WRITTEN EXERCISE
Reproduce every line of the material below word for word, changing and adding nothing.

INPUT

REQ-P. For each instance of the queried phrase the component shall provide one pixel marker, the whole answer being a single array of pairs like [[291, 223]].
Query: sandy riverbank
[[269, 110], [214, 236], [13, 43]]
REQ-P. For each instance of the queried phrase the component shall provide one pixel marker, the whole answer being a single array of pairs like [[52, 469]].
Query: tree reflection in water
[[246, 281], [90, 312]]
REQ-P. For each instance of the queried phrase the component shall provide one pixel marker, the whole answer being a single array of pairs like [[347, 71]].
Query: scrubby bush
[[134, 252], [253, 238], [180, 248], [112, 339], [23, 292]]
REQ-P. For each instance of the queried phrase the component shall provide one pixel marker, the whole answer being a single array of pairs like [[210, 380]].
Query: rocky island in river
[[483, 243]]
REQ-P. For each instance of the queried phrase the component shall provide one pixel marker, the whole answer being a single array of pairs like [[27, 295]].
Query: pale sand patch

ANSWER
REQ-P. For each instance of the queried phrase the component shall provide one pixel marker, the whole answer being a single array of pairs like [[291, 223]].
Query: sandy riverbank
[[269, 110], [214, 236], [13, 43]]
REQ-P. For each instance of the queried phrase the component shall provide one pixel marker, the whole answer being a single array of pairs like [[52, 469]].
Query: tree reflection in water
[[246, 281], [90, 312]]
REQ-P. For each instance of the queried phrase the component shall provide one pixel marker, the whole answer being a single array of pairs like [[347, 71]].
Query: scrubby bush
[[134, 252], [253, 238], [180, 248], [112, 339], [23, 292]]
REQ-P. For each instance of the queried phrase the component shall provide one pixel marker, the whole answer being a single array of pairs like [[210, 380]].
Query: rocky island in river
[[483, 243]]
REQ-P. For each instance of the queried phrase the component shall provide one pixel marker, the whole answer being a single array of pairs like [[27, 295]].
Query: pale sand patch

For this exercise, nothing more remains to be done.